§ Document text:
Jump to content

Grants:Programs/Wikimedia Community Fund/Rapid Fund/Open Speaks:Building Wikimedia Project-Specific Media from Film Archives (ID: 22766407)/Final Report

From Meta, a Wikimedia project coordination wiki
Open Speaks: Building Wikimedia Project-Specific Media from Film Archives
Rapid Fund Final Report

Report Status: Under review

Due date: 17 March 2025

Funding program: Rapid Fund

Report type: Final

Application

This is an automatically generated Meta-Wiki page. The page was copied from Fluxx, the web service of Wikimedia Foundation Funds where the user has submitted their midpoint report. Please do not make any changes to this page because all changes will be removed after the next update. Use the discussion page for your feedback. The page was created by CR-FluxxBot.

General information

[edit]
  • Applicant username: Psubhashish
  • Organization name: N/A
  • Amount awarded: 4985.69
  • Amount spent: 6150.92 USD, 8856.62

Part 1: Project and impact

[edit]

1. Describe the implemented activities and results achieved. Additionally, share which approaches were most effective in supporting you to achieve the results. (required)

§ Data extract:
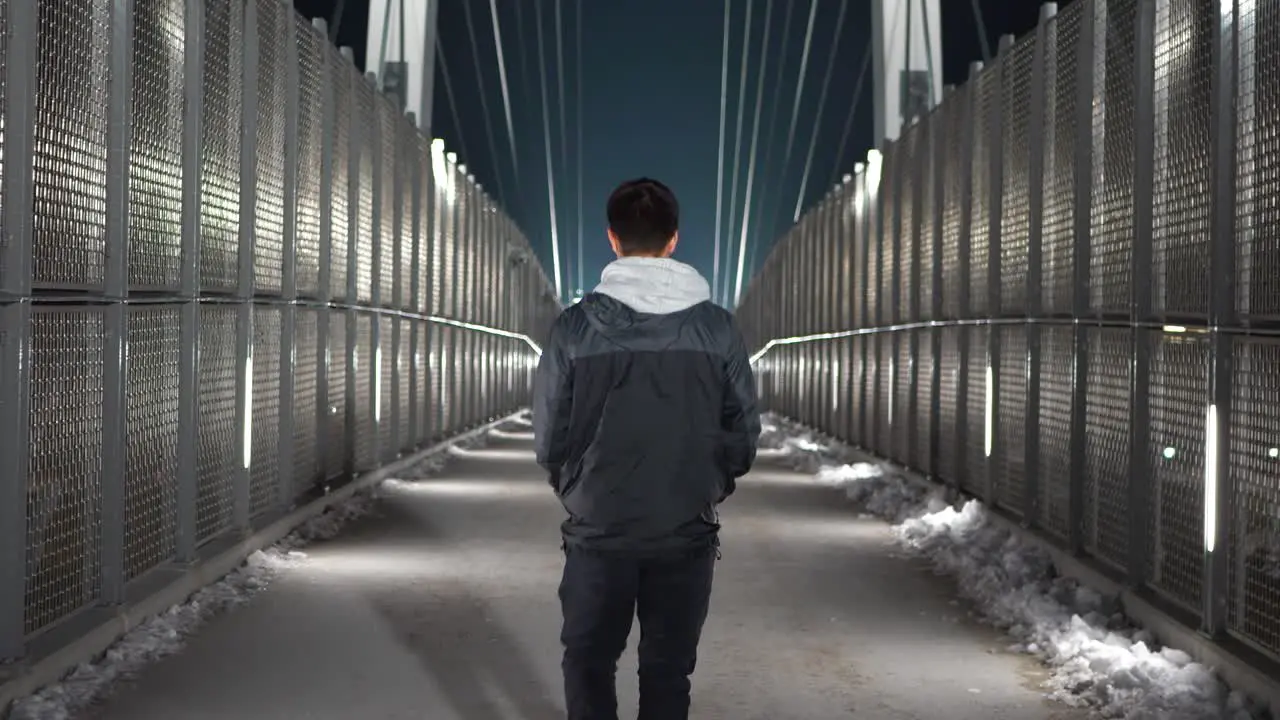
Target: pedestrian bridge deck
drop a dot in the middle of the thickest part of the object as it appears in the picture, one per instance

§ Exercise instructions:
1 – What is the due date on the report page?
2 – Copy the report page word for word from "Due date: 17" to "created by CR-FluxxBot.".
The lines have nothing to do with the report page.

§ Task-by-task outputs:
1 – 17 March 2025

2 –
Due date: 17 March 2025

Funding program: Rapid Fund

Report type: Final

Application

This is an automatically generated Meta-Wiki page. The page was copied from Fluxx, the web service of Wikimedia Foundation Funds where the user has submitted their midpoint report. Please do not make any changes to this page because all changes will be removed after the next update. Use the discussion page for your feedback. The page was created by CR-FluxxBot.